Source material START

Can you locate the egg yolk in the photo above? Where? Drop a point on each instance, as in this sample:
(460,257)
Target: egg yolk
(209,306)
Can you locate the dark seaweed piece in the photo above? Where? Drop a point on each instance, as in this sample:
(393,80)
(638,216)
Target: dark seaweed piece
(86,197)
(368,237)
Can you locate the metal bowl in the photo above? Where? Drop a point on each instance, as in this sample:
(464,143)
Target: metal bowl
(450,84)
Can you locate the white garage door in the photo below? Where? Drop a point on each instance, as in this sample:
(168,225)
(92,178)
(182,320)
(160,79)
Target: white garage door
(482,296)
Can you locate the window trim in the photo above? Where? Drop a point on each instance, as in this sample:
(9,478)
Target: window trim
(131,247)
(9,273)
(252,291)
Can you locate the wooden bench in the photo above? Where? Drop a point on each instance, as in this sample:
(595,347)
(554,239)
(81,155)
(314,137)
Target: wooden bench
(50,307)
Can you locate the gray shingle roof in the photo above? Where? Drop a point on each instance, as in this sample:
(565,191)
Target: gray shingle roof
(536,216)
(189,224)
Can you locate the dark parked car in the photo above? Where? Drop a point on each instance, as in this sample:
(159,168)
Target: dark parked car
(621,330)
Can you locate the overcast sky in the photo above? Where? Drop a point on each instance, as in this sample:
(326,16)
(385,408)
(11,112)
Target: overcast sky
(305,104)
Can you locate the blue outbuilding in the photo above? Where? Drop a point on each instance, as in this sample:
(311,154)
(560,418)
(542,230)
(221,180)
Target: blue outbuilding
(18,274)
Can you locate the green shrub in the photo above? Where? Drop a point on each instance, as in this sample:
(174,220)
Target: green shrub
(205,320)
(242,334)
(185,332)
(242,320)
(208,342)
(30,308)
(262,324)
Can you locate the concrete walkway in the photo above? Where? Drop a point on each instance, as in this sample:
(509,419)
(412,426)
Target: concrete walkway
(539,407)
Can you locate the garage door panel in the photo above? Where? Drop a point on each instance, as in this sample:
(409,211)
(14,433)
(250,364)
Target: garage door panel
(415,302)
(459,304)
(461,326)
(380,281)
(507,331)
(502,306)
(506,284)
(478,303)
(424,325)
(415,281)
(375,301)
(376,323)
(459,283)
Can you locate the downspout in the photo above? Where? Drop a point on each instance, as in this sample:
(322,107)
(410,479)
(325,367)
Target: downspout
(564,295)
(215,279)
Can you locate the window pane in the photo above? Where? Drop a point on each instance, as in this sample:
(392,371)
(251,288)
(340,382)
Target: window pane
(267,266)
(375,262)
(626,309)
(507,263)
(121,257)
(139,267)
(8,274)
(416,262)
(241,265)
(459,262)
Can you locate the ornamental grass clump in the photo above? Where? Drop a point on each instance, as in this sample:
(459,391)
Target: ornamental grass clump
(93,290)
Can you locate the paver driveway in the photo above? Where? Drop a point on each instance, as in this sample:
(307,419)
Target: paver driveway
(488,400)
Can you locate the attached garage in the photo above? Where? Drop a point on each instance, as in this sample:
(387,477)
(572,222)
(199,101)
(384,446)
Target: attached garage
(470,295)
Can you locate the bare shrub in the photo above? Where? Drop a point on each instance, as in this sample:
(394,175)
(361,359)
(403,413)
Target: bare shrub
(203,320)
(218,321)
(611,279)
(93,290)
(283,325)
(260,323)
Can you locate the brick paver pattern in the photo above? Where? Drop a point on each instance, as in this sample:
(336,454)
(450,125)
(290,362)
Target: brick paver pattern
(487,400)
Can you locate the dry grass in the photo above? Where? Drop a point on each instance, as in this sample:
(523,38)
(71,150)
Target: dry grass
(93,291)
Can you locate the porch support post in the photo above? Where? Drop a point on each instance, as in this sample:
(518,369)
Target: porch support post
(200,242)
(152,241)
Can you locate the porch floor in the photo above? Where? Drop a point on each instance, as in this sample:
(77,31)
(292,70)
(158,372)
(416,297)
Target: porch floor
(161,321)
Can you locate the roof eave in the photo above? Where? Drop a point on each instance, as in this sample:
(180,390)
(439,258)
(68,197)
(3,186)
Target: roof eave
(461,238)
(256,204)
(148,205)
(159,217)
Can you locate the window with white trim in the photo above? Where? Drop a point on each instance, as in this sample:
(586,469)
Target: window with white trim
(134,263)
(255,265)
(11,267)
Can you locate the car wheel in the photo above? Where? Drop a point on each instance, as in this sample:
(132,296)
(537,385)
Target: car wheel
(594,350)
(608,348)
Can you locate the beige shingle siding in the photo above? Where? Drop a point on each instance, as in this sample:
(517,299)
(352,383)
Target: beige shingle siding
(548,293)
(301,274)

Source material END

(Exercise instructions):
The expected response is the full set of records, reproduced exactly.

(Solution for this exercise):
Can you locate the egg yolk in the photo above? Where? Drop a point on each instance, as in this sample:
(460,257)
Target: egg yolk
(209,306)
Can you locate the dark seaweed piece in the photo above? Where? Drop a point on each instance, as in this sample:
(393,80)
(638,216)
Target: dark seaweed piece
(86,197)
(368,237)
Can you locate the metal bowl in the photo above? Where? Drop a point on each instance, as in this sample:
(464,143)
Target: metal bowl
(450,84)
Can you locate the white garage door in the photo below? Where? Drop a point on each instance, as in this sample:
(168,225)
(92,178)
(182,320)
(160,79)
Target: white garage door
(482,296)
Can you locate the window trim in the photo above? Where? Drop a point on each instance, as in this sample:
(9,478)
Target: window trim
(131,247)
(9,273)
(252,291)
Can you locate the wooden bench in the photo above? Where? Drop a point on each instance, as in this sample:
(595,347)
(554,239)
(81,155)
(314,137)
Target: wooden bench
(50,307)
Can you locate the gray shingle roof in the photo above? Where? Drop a point on each instance, as in this sample:
(565,191)
Target: gray shingle roof
(536,216)
(189,224)
Can you locate the dark parked car in the photo above? Where? Drop a point on each instance, as in this sample:
(159,168)
Target: dark parked car
(621,330)
Can you locate the overcast sky in the photo above? Where? Drop a point on each instance, as in this sample:
(326,16)
(385,408)
(11,112)
Target: overcast sky
(305,104)
Can you locate the blue outbuilding in the photo above? Where? Drop a point on each instance, as in this sample:
(311,154)
(560,418)
(542,230)
(221,180)
Target: blue outbuilding
(18,274)
Can you locate the green shrub in the photo above? Where? Drop a point on each instance, as in this sample:
(174,220)
Target: green shrub
(205,320)
(242,334)
(185,332)
(242,320)
(208,342)
(30,308)
(262,324)
Can you locate the concrete walkway in the photo above? Where? Drop a point on each instance, as in this sample:
(509,419)
(412,426)
Target: concrete walkway
(539,407)
Can you locate the garage door panel in the photo above? Where? Drop a point on each instance, as in this sample:
(409,211)
(14,433)
(250,364)
Target: garage door panel
(415,302)
(459,304)
(461,326)
(380,281)
(507,331)
(502,306)
(506,284)
(478,303)
(424,325)
(415,281)
(375,301)
(376,323)
(459,283)
Can you locate the downspout in the photo above? Where? Drop a point on each instance, as in this sample:
(322,107)
(410,479)
(325,367)
Target: downspout
(564,295)
(215,279)
Can you locate the window pane in the photo above? Where? Drop a point on each instance, as in this sample:
(392,371)
(251,288)
(340,382)
Target: window pane
(267,266)
(375,262)
(626,309)
(507,263)
(121,257)
(139,267)
(8,274)
(416,262)
(241,265)
(459,262)
Can you locate the ornamental grass clump in the photo above? Where? Drop a point on each instance, as in this sample:
(459,391)
Target: ornamental grass clump
(93,290)
Can you locate the paver driveway in the photo above? Where? Drop a point on each instance, as in this sample:
(307,419)
Target: paver driveway
(488,400)
Can you locate the attached garage in the photo above? Where? Drop a point on each instance, as in this sample:
(387,477)
(572,222)
(199,101)
(384,446)
Target: attached garage
(470,295)
Can you locate the bare shrub in the photo above? Where? Drop a point on each instance, as in this sample:
(394,175)
(361,359)
(403,413)
Target: bare shrub
(203,320)
(218,321)
(611,279)
(93,290)
(283,325)
(260,323)
Can you locate the brick paver pattern in the photo above? Where? Drop a point on each instance, as in this sample:
(336,454)
(450,125)
(290,362)
Target: brick paver pattern
(487,400)
Can you locate the dry grass in the photo above? Where? Drop a point on each instance, as in this sample:
(523,38)
(71,150)
Target: dry grass
(93,291)
Can you locate the porch support post in the photo above? Where? Drop a point on each instance, as in this sample:
(518,369)
Target: porch support post
(200,242)
(152,241)
Can you locate the porch floor in the photo above? Where? Drop a point on each instance, as in this sample:
(77,31)
(292,70)
(158,372)
(416,297)
Target: porch floor
(161,321)
Can you locate the roof eave in the photo above? Where? Drop a point on each instance, as in this sample:
(180,390)
(439,258)
(68,197)
(3,186)
Target: roof eave
(461,238)
(256,204)
(148,205)
(159,217)
Can you locate the window with white trim in the photo above? Where? Drop a point on each instance, as in this sample:
(586,469)
Target: window with white trim
(134,263)
(255,265)
(11,267)
Can you locate the car wheel in the photo above? Where? Drop a point on each instance, as in this sample:
(132,296)
(537,385)
Target: car wheel
(594,350)
(608,348)
Can you locate the beige shingle siding in the photo above? Where? Drop a point on each instance, as in this sample:
(517,299)
(352,383)
Target: beige shingle siding
(548,293)
(301,274)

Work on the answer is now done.